__Task input__

:::

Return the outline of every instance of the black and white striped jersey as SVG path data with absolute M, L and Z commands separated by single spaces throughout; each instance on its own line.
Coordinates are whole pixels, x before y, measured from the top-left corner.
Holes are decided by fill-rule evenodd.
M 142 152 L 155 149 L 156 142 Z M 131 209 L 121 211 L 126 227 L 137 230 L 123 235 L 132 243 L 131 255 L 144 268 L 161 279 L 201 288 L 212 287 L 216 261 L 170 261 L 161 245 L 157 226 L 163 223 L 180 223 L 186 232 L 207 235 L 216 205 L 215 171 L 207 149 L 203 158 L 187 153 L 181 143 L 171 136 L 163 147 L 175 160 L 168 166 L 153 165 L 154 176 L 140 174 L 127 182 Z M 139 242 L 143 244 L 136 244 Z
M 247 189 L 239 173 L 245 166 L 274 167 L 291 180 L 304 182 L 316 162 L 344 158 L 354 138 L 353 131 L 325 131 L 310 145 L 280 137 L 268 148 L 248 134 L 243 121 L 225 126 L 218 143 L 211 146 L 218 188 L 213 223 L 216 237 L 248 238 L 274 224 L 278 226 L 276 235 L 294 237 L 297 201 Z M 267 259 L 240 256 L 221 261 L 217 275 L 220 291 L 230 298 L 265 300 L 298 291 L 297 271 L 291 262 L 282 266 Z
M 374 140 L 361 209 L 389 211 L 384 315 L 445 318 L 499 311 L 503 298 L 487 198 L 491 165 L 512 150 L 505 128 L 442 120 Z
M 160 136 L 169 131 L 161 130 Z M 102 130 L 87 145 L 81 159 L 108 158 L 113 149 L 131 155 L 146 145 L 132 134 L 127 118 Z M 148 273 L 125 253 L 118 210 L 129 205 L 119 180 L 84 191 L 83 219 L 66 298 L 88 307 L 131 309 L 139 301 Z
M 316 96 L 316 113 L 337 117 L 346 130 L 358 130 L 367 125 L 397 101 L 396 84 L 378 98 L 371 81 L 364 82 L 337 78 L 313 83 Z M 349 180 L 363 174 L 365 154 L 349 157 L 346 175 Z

:::

__Exercise__
Rewrite the data above as a numbered list, leaving out any blank lines.

__Solved problem__
1. Return the outline of every instance of the black and white striped jersey as SVG path data with absolute M, L and Z commands separated by single spaces throughout; each instance on its own line.
2. Coordinates are whole pixels, x before y, measured from the top-left corner.
3. Holes are decided by fill-rule evenodd.
4. M 142 152 L 155 149 L 156 142 Z M 131 209 L 121 211 L 126 227 L 137 230 L 123 235 L 132 243 L 131 255 L 144 268 L 161 279 L 201 288 L 212 287 L 216 261 L 170 261 L 161 245 L 157 226 L 163 223 L 180 223 L 186 232 L 207 235 L 216 205 L 215 171 L 207 149 L 203 158 L 187 153 L 181 143 L 171 136 L 163 147 L 175 160 L 168 166 L 153 165 L 154 176 L 140 174 L 127 182 Z M 139 242 L 143 244 L 136 244 Z
5. M 247 189 L 239 173 L 245 166 L 274 167 L 291 180 L 304 182 L 316 162 L 344 158 L 354 138 L 353 131 L 325 131 L 310 145 L 280 137 L 268 148 L 248 134 L 243 121 L 225 126 L 218 143 L 211 146 L 218 188 L 213 223 L 216 237 L 248 238 L 274 224 L 278 226 L 276 235 L 294 237 L 297 201 Z M 267 259 L 240 256 L 221 261 L 217 275 L 220 291 L 230 298 L 265 300 L 298 291 L 297 271 L 291 262 L 282 266 Z
6. M 374 140 L 361 209 L 389 211 L 384 315 L 445 318 L 499 311 L 503 298 L 487 198 L 491 165 L 512 150 L 505 128 L 442 120 Z
7. M 160 136 L 169 131 L 161 130 Z M 102 130 L 87 145 L 81 159 L 108 158 L 113 149 L 131 155 L 146 145 L 132 134 L 127 118 Z M 148 273 L 125 253 L 118 210 L 129 205 L 119 180 L 84 191 L 83 219 L 66 298 L 88 307 L 131 309 L 139 301 Z
8. M 316 96 L 316 113 L 337 117 L 346 130 L 358 130 L 367 125 L 397 101 L 396 84 L 378 98 L 371 81 L 364 82 L 337 78 L 313 83 Z M 349 180 L 363 174 L 365 154 L 349 157 L 346 175 Z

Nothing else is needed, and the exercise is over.